(Extracted text):
US 5285980 A
A device for extracting film from a cartridge having a gripper composed of two interacting elements and imparted with translational movement in the plane of the film cartridge. The two interacting elements of the gripper include a first stationary elements consisting of a disk section and a second rotating element capable of being imparted with rotational movement. The second rotating element also consists of a disk section of complementary shape to the first element. A cradle is provided to receive and hold the film cartridge in a stationary position. A mandrel positioned in one end of the cradle is provided to rotate the film spindle contained in the cartridge so that the end of the negative film can be grasped by the gripper and extracted from the cartridge.

(Directive 1):
Print the rows again from the line that contains "object | mowed grass" down to the end of the rows, keeping both ends and leaving every line unchanged.
The patent abstract and the rows after it have nothing to do with each other.

(Information shown):
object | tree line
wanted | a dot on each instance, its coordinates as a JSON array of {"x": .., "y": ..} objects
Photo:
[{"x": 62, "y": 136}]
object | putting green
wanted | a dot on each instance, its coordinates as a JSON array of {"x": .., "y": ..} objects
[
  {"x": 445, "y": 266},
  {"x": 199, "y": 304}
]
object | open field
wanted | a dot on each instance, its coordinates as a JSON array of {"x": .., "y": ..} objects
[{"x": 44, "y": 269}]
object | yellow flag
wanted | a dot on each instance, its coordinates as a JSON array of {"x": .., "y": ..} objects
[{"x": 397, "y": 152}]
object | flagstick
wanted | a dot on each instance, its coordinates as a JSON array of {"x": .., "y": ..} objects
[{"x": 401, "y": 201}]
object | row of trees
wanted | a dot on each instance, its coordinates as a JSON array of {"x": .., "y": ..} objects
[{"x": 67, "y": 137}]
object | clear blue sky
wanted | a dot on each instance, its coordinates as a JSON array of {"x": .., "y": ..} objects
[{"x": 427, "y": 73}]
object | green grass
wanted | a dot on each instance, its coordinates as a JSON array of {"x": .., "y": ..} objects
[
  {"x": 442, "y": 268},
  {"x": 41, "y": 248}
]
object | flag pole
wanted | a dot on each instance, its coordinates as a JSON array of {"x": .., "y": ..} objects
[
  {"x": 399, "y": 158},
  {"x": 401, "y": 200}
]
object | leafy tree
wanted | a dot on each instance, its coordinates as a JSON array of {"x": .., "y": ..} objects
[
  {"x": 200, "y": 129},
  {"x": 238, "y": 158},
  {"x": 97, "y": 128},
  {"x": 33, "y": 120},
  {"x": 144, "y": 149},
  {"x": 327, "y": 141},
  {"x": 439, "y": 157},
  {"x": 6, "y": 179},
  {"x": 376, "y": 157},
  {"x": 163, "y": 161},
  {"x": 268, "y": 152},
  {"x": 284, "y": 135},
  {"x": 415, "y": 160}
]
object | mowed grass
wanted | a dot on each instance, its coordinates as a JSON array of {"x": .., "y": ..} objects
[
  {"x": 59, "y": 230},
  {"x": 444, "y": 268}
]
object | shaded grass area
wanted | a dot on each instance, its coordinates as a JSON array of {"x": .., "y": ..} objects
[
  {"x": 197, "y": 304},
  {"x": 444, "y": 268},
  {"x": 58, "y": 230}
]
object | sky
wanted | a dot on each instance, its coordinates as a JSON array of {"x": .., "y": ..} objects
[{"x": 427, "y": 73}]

(Directive 2):
Do these statements agree with the patent abstract? Answer yes or no for each and quote the words that decide it. (a) The first element of the gripper rotates. (b) The film cartridge sits still in a cradle. (c) A mandrel turns the film spindle inside the cartridge.

(Task result 1):
object | mowed grass
wanted | a dot on each instance, its coordinates as a JSON array of {"x": .., "y": ..} objects
[
  {"x": 59, "y": 230},
  {"x": 444, "y": 268}
]
object | shaded grass area
wanted | a dot on each instance, its coordinates as a JSON array of {"x": .., "y": ..} objects
[
  {"x": 197, "y": 304},
  {"x": 444, "y": 268},
  {"x": 58, "y": 230}
]
object | sky
wanted | a dot on each instance, its coordinates as a JSON array of {"x": .., "y": ..} objects
[{"x": 427, "y": 73}]

(Task result 2):
(a) No: "a first stationary elements consisting of a disk section"
(b) Yes: "A cradle is provided to receive and hold the film cartridge in a stationary position."
(c) Yes: "A mandrel positioned in one end of the cradle is provided to rotate the film spindle contained in the cartridge"